[Opening Text provided section]

Ok well I think there's a few points to clear up, and keep in mind, I'm not trying to attack you or anything I just think there's a few items that will help the future of your bike buying.

Your chain may not be working because you have been changing it without changing the rest of the drivetrain. If you wait too long before you replace a chain, the links stretch and start to wear out the chainrings and cassette. If you try and put a new chain on worn rings and cassette, then you'll get lots of slipping when you pedal. If that's not the case, then you probably just need a good tune up. New cables and housing and having someone look at the alignment of the rear derailleur hanger is a huge step in maintaing any bike, new or used. 

Your sore bottom isn't caused by the lack of suspension, many many people get along just fine with hardtail bikes (I have a pair of great hardtail bikes). You need to learn to stand up over the rough stuff. Your bottom is probably suffering from some combination of lack of toughening and a poor saddle setup/shape. Padded shorts help a small amount but most likely you'll want to start looking for saddles that fit your sit bones. DO NOT get a gel padded saddle or some huge sofa, they make things worse. Do find a bike shop that can measure your sit bones and match you with the proper saddle.

Don't get me wrong, I think your search for a new bike is the right choice but you need to maintain your new bike and set it up properly to avoid the same pitfalls you've already fallen into with your existing bike. Have you test rode any full suspension bikes? That would be a good first step to determine if you really want to continue down the FS road.


----------



## jeffj (Jan 13, 2004)

wangmauler said:


> On a side note, how do people feel about
> http://www.evanscycles.com/products/jamis/dakar-xc-sport-2011-mountain-bike-ec026073
> 
> ?


I think you would be supremely unhappy with that RST Gila fork. A friend of my son has one and it's . . . . . . :nono:

Looking at your laundry list of broken parts over a period of time that is not really that long tells me that you were born to thrash. Nothing wrong with that, and I'm not trying to be negative or judgmental, but there are a few realities you need to come to grips with sooner or later.

[Closing Text provided section]
[Opening The data section]

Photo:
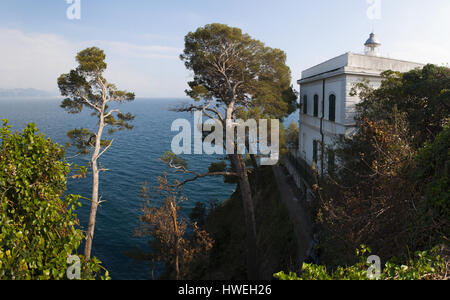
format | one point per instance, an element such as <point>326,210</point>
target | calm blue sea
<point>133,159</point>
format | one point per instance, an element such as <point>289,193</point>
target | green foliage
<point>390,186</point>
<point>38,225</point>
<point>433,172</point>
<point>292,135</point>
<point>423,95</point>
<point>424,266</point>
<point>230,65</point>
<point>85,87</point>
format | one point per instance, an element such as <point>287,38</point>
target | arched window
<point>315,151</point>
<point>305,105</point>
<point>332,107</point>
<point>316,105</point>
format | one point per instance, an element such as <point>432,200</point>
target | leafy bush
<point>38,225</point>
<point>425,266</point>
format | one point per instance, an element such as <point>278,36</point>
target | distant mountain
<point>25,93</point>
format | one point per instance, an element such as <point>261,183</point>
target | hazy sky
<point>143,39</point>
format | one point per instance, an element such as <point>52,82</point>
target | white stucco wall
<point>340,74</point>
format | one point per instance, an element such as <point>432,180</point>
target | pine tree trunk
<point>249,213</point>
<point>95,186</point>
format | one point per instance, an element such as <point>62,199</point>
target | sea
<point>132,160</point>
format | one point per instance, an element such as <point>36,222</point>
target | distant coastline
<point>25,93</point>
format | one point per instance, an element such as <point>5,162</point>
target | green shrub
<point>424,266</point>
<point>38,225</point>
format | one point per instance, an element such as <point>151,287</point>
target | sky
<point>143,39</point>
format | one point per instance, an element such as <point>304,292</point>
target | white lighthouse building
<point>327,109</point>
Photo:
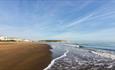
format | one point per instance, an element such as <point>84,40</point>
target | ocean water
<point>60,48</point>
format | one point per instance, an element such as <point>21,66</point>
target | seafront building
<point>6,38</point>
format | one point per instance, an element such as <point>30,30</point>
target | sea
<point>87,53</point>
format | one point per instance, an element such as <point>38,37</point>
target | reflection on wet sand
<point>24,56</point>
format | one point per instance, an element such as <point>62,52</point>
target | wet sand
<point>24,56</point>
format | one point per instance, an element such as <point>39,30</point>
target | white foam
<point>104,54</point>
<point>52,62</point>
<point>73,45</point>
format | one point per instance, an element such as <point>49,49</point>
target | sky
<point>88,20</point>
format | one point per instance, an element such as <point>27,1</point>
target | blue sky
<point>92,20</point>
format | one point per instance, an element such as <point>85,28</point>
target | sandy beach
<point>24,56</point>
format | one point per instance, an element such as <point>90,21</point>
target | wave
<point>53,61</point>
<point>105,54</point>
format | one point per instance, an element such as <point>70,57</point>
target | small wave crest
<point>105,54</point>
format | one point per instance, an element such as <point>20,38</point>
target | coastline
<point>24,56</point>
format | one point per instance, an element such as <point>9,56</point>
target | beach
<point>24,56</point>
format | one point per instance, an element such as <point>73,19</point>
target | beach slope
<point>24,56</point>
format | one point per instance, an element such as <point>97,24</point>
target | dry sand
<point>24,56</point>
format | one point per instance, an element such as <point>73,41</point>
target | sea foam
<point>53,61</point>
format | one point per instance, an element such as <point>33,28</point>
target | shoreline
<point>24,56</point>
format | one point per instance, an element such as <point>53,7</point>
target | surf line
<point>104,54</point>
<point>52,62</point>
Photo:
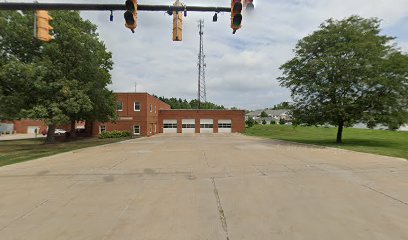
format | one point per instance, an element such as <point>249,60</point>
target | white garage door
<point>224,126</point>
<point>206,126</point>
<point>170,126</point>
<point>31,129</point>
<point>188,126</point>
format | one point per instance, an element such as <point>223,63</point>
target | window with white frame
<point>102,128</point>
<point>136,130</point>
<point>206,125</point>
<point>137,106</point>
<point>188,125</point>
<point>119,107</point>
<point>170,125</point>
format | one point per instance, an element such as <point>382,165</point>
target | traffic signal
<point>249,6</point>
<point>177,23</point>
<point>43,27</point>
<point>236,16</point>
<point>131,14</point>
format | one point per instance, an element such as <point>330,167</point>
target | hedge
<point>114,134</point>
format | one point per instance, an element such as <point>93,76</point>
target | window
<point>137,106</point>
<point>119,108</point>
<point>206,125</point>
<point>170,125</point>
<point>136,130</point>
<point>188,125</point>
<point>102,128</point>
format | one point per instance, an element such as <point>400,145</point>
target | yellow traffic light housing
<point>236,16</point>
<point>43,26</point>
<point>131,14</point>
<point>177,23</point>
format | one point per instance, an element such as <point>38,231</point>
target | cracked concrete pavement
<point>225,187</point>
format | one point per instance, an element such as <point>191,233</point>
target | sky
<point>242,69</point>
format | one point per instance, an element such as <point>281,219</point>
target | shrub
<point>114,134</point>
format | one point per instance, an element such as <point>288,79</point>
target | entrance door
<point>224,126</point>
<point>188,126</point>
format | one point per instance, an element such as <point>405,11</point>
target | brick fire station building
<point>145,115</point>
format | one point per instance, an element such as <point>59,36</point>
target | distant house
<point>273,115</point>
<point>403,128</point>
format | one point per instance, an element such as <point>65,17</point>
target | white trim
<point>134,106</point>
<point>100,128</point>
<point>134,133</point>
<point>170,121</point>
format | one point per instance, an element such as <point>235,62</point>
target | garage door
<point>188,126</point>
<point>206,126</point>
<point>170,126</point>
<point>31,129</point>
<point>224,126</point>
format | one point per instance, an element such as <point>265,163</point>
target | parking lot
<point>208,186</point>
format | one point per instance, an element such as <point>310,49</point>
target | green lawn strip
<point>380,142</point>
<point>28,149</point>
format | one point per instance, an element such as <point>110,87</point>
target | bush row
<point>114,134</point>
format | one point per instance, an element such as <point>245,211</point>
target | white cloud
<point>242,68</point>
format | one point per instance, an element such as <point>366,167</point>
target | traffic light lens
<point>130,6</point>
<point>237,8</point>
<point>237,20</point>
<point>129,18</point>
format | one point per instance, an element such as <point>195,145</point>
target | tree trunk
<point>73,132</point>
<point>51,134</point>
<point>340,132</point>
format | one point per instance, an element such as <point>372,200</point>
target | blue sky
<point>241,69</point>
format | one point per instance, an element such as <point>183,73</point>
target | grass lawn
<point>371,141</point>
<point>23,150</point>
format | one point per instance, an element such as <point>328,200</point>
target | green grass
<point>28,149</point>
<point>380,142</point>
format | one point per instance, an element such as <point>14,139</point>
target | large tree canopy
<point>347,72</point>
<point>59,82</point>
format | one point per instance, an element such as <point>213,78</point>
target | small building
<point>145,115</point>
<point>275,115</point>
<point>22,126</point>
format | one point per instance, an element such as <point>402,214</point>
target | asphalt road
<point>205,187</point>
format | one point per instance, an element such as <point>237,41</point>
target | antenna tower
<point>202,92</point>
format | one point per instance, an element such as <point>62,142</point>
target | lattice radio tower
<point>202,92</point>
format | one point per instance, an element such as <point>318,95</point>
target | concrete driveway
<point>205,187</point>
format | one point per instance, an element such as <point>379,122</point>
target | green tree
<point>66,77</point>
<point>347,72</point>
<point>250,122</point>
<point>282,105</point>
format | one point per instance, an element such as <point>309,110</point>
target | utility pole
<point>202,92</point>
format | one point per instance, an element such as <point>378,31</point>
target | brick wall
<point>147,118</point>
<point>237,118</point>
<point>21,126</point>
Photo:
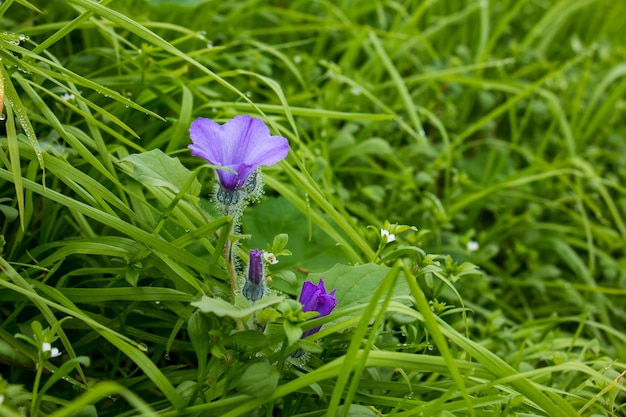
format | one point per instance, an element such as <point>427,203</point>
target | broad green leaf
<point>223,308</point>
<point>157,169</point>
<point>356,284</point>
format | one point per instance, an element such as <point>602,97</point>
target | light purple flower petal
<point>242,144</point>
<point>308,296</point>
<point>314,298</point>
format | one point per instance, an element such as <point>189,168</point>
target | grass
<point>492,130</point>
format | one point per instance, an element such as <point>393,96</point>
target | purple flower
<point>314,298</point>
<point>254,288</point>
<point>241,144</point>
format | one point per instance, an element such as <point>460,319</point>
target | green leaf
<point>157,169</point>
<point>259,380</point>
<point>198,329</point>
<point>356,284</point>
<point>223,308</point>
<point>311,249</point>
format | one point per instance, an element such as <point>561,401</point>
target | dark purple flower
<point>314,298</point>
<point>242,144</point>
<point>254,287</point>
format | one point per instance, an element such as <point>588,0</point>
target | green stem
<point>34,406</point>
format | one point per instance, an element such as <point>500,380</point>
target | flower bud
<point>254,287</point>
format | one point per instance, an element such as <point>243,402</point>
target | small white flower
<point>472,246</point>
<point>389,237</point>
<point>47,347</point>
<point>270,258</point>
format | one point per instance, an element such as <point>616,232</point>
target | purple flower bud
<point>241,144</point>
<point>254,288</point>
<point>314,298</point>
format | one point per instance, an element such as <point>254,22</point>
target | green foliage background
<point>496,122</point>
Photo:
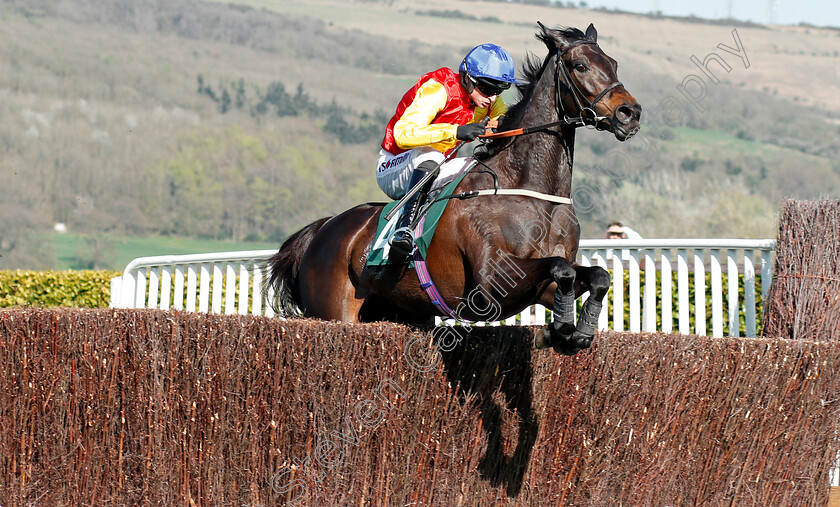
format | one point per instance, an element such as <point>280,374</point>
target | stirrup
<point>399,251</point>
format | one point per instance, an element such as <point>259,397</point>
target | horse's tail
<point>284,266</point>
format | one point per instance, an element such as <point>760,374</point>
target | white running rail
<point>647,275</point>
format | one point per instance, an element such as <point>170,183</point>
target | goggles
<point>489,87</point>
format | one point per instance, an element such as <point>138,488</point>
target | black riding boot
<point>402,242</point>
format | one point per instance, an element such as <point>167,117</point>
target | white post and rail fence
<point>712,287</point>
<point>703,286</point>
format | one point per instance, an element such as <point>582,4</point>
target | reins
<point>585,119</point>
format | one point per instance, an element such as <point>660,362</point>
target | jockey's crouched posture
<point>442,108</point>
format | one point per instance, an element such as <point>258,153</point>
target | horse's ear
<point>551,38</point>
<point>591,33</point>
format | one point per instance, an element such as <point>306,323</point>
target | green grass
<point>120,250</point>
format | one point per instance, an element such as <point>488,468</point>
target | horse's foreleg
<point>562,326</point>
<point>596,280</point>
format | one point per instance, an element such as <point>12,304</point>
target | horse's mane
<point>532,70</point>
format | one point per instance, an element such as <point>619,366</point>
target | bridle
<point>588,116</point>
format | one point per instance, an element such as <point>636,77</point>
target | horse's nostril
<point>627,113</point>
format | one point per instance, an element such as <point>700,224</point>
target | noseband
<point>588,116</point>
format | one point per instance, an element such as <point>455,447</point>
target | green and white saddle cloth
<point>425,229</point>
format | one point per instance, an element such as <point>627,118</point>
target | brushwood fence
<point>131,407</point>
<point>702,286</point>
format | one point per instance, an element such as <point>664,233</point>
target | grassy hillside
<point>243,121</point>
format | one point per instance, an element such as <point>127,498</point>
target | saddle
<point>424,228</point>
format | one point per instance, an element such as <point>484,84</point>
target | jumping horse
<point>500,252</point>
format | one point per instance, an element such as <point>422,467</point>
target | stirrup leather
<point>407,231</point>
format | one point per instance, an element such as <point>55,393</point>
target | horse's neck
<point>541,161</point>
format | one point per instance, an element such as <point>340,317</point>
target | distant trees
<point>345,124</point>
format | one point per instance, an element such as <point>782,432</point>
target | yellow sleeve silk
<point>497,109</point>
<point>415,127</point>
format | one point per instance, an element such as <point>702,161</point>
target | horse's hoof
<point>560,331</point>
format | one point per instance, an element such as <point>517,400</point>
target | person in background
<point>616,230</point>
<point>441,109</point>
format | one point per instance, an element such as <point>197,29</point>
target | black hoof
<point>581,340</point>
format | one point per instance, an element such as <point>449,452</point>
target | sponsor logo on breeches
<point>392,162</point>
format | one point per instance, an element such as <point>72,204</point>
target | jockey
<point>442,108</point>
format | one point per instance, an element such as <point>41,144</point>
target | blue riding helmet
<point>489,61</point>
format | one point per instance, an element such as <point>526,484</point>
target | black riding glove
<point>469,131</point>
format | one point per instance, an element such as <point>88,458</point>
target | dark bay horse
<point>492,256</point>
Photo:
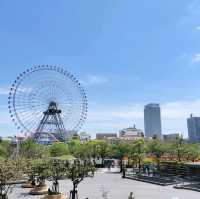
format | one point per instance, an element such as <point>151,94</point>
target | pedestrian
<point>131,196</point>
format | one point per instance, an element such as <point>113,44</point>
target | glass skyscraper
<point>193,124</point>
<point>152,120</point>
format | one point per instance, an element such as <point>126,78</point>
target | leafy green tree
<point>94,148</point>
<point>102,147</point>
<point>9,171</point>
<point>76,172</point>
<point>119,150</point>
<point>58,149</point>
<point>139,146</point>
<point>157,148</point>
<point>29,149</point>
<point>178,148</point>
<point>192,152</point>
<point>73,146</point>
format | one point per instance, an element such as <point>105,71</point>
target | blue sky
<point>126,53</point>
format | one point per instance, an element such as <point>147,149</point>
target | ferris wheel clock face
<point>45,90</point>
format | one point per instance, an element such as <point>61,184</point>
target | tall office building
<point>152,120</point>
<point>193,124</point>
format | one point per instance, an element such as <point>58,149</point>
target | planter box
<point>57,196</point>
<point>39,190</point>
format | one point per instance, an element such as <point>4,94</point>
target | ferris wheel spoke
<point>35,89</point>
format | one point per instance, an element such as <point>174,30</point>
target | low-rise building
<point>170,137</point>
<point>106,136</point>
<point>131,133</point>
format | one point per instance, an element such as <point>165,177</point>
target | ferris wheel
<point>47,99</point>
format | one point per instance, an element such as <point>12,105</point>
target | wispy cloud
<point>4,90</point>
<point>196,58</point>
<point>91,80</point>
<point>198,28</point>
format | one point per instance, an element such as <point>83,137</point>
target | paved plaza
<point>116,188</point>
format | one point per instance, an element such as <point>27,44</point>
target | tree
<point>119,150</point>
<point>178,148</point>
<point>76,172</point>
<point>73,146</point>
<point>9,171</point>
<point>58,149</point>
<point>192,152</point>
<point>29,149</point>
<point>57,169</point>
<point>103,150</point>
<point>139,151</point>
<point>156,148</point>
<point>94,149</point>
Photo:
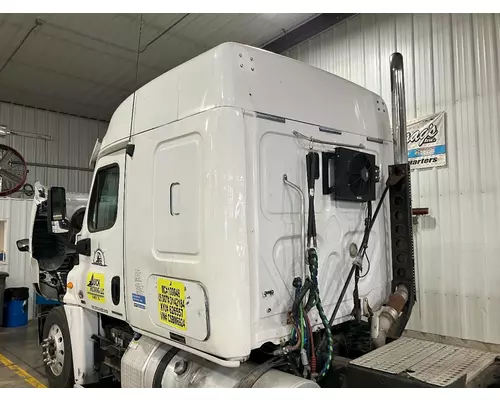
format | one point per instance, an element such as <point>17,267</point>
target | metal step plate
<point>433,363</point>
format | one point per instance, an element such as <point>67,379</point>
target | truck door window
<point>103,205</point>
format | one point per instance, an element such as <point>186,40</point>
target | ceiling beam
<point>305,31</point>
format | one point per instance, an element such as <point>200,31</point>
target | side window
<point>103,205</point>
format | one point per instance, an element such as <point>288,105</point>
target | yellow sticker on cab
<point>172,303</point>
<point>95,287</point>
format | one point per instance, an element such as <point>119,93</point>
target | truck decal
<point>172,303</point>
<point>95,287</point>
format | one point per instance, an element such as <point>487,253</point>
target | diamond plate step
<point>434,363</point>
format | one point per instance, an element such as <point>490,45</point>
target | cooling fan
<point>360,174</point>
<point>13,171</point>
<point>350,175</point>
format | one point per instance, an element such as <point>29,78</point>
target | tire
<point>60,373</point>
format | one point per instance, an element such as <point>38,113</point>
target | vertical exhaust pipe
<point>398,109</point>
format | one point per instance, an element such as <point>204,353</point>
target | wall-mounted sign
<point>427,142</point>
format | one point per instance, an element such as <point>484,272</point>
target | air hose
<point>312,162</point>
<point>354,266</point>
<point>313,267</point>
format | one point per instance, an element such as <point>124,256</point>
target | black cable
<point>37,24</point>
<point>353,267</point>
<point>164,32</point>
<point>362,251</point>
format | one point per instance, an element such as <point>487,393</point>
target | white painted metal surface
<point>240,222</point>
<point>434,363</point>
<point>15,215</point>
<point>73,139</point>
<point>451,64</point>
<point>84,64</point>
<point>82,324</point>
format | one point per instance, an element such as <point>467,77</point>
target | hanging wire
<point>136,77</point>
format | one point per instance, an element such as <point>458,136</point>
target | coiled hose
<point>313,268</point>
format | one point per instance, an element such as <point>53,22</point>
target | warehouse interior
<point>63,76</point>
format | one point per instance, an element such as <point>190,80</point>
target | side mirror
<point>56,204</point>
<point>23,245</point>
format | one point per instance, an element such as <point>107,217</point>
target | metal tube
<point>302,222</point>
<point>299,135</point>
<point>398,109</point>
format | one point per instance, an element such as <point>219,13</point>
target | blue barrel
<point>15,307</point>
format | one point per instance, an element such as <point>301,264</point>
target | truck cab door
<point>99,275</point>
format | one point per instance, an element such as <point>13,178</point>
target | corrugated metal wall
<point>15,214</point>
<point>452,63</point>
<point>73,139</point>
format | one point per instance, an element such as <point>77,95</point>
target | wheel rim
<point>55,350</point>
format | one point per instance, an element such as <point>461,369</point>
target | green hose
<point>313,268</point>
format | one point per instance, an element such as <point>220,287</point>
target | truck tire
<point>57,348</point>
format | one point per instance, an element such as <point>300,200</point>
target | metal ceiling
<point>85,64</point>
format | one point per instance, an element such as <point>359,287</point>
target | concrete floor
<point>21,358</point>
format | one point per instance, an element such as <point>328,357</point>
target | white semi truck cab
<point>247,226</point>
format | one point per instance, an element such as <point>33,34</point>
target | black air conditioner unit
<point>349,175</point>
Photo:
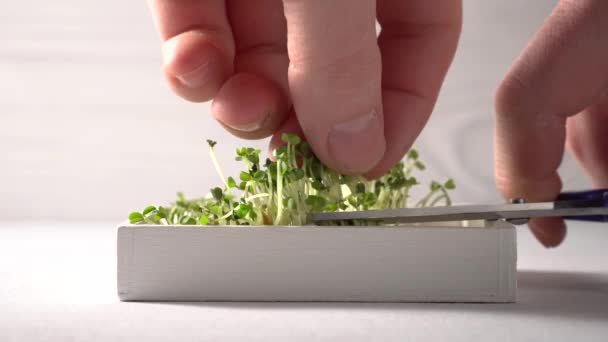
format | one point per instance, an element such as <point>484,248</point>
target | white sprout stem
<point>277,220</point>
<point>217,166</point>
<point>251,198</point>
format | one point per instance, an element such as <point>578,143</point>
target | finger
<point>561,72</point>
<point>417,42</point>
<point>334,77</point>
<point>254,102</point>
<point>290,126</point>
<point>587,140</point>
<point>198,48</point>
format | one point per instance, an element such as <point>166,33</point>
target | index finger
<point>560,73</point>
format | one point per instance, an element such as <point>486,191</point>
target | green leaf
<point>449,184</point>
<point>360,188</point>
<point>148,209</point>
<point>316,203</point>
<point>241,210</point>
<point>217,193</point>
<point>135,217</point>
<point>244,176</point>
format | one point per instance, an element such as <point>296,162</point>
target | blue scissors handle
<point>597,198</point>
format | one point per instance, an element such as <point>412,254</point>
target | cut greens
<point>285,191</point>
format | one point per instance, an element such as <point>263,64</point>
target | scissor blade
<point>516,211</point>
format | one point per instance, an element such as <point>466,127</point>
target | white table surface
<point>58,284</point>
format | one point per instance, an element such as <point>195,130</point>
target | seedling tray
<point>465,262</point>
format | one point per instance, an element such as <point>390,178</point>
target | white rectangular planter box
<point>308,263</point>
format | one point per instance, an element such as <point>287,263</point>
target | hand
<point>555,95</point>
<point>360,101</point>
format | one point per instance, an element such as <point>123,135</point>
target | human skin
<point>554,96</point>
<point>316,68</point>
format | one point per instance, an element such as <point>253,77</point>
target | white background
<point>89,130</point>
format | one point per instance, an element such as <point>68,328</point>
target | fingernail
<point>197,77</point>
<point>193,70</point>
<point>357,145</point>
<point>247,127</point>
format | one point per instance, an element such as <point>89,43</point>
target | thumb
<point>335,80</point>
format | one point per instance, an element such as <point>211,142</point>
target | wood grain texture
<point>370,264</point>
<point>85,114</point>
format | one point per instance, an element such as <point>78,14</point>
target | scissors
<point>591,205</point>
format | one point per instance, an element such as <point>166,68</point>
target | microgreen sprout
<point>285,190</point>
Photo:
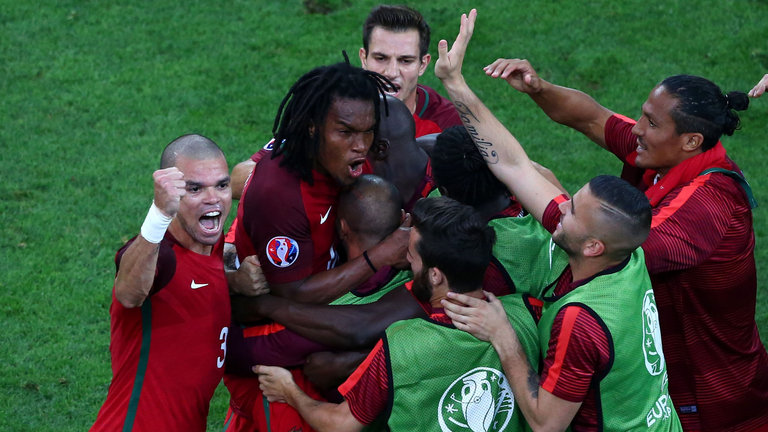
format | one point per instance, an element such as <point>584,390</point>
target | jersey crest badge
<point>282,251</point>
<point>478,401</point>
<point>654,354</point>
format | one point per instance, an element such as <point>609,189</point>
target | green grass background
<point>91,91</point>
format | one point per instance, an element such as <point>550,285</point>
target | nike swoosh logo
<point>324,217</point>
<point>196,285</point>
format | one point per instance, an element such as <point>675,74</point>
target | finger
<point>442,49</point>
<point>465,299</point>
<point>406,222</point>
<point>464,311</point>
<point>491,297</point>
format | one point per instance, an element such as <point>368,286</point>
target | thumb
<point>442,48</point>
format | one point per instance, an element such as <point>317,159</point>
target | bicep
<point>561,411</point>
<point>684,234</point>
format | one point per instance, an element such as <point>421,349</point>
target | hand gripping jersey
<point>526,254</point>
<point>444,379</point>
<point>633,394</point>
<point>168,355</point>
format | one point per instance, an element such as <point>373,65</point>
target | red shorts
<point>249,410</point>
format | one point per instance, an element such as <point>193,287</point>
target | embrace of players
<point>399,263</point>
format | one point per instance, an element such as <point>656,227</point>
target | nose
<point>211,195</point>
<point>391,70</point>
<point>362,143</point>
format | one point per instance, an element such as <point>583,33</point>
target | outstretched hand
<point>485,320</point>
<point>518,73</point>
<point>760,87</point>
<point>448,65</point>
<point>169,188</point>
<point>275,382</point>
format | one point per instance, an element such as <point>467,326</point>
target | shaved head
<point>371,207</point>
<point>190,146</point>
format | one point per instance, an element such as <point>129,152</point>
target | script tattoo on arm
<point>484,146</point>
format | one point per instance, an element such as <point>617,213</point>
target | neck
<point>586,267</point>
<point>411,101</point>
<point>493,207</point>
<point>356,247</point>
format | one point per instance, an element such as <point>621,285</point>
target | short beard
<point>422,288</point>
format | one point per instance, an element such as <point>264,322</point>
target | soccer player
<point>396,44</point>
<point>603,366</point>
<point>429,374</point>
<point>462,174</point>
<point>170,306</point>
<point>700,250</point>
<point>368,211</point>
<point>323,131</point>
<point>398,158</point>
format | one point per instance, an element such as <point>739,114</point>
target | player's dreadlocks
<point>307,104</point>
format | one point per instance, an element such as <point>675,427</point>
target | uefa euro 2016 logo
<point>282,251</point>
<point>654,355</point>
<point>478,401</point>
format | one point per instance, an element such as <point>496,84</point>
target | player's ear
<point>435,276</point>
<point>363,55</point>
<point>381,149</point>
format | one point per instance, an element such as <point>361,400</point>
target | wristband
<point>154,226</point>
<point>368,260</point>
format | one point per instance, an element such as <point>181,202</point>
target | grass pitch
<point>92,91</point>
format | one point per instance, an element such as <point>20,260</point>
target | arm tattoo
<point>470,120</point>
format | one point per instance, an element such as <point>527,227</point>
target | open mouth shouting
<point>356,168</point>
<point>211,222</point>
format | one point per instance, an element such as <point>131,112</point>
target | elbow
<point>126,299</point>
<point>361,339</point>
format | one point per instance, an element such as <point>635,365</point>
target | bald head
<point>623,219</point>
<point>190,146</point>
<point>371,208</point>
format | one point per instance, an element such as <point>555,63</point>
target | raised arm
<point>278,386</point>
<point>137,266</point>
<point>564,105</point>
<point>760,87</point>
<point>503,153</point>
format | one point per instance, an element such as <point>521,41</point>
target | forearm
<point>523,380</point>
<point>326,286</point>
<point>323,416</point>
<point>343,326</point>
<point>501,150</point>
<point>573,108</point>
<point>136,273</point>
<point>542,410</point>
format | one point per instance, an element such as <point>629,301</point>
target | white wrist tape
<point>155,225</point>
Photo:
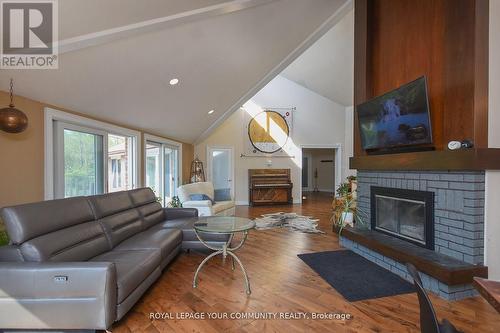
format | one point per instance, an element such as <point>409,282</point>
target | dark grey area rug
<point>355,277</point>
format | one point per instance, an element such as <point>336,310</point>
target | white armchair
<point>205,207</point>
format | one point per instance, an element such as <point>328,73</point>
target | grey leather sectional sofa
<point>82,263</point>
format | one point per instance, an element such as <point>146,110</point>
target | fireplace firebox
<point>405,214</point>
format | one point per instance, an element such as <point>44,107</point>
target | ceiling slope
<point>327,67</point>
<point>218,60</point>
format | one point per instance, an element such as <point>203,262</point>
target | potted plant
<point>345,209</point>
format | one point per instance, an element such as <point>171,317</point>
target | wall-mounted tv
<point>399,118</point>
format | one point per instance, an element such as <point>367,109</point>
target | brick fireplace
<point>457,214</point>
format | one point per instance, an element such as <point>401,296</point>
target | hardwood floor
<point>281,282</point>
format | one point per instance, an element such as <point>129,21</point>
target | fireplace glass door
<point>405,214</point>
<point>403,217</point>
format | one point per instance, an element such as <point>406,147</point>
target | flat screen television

[Closing The data section]

● **Exercises**
A - Rewrite the part of the bike forum thread starting at "I think you would" and ending at "sooner or later.", with "fork" replaced by "frame".
B - In the bike forum thread, list everything the sentence beginning "New cables and housing" names as part of maintaining a bike.
C - Carry on writing the bike forum thread from the point where it stops.

● **Outputs for the tasks**
A -
I think you would be supremely unhappy with that RST Gila frame. A friend of my son has one and it's . . . . . . :nono:

Looking at your laundry list of broken parts over a period of time that is not really that long tells me that you were born to thrash. Nothing wrong with that, and I'm not trying to be negative or judgmental, but there are a few realities you need to come to grips with sooner or later.

B -
- New cables
- New housing
- Having someone look at the alignment of the rear derailleur hanger

C -
Thrashing costs money and bikes that are thrash-worthy are heavy.

Relatively cheap thrash-worthy bikes are even heavier.

Bikes that have XC in the name of the bike or in the name of the parts on the bike are not thrashers.

That Jamis Dakar XC bike is not a thrasher.

There is not a FS bike that sells for $600 that will not turn into a steaming pile of rubble with the beating it sounds like you were born to deliver.

As an example, this is the type of bike that was built to survive in your world, yet doesn't cost an arm and a leg (but they won't sell this mail order and I don't think you're in SoCal):

http://wheelworld.com/product/khs-08-dj-300-7574.htm

Bottom line is that I think you should look for something sturdier than a typical cross country bike if you want it to last.
=======================
And what is up with that screen name :lol:


----------



## superjesus (May 1, 2010)

jeffj said:


> I think you would be supremely unhappy with that RST Gila fork. A friend of my son has one and it's . . . . . . :nono:
> 
> Looking at your laundry list of broken parts over a period of time that is not really that long tells me that you were born to thrash. Nothing wrong with that, and I'm not trying to be negative or judgmental, but there are a few realities you need to come to grips with sooner or later.
> 
> ...


+100 to this!!!

I would add that IMHO the OP would be wise to strongly consider DirtJump/ Park bikes or All Mountain hardtails. Given the price constraint, FS is mostly out of the question unless you happen to come across a smoking deal somewhere. A quality LBS should be able to point you in the right direction.

The disappointing reality is that one has to accept the weight penalty these bikes incur for the benefit of greater durability at this price. As they say, "Durable, Lightweight, Cheap. Pick two."

This is a bit more expensive than your budget, but its precisely the type of bike that I think the OP should be looking at. YMMV, of course.
Giant STP


----------



## GotoDengo (Aug 6, 2010)

Why do you want a FS? Coming from experience (Diamondback Coil EX, very similar to that Moto) a FS in that price range is going to make riding more, not less difficult. The shock will bounce, in the saddle or out, bleeding energy. It just adds substantial weight, bleeding even more energy. 

There's no rebound adjustment on those cheap coil shocks... set it "plush" and your bike will constantly bob and waste energy. Set it too firm and the thing is going to kick your tire off of obstacles (and still bob). Either way it doesn't do much to keep your tire on the trail, which is the point of a FS. 

If you MUST have a FS in that price range, be patient and scan your local forums/CL for a used FSR XC or something. You'll regret the cheap FS... again from experience. At least I bought my crappy FS used, but I'd still love to have that $250 back.


----------



## Kluckycoocoo (Mar 10, 2011)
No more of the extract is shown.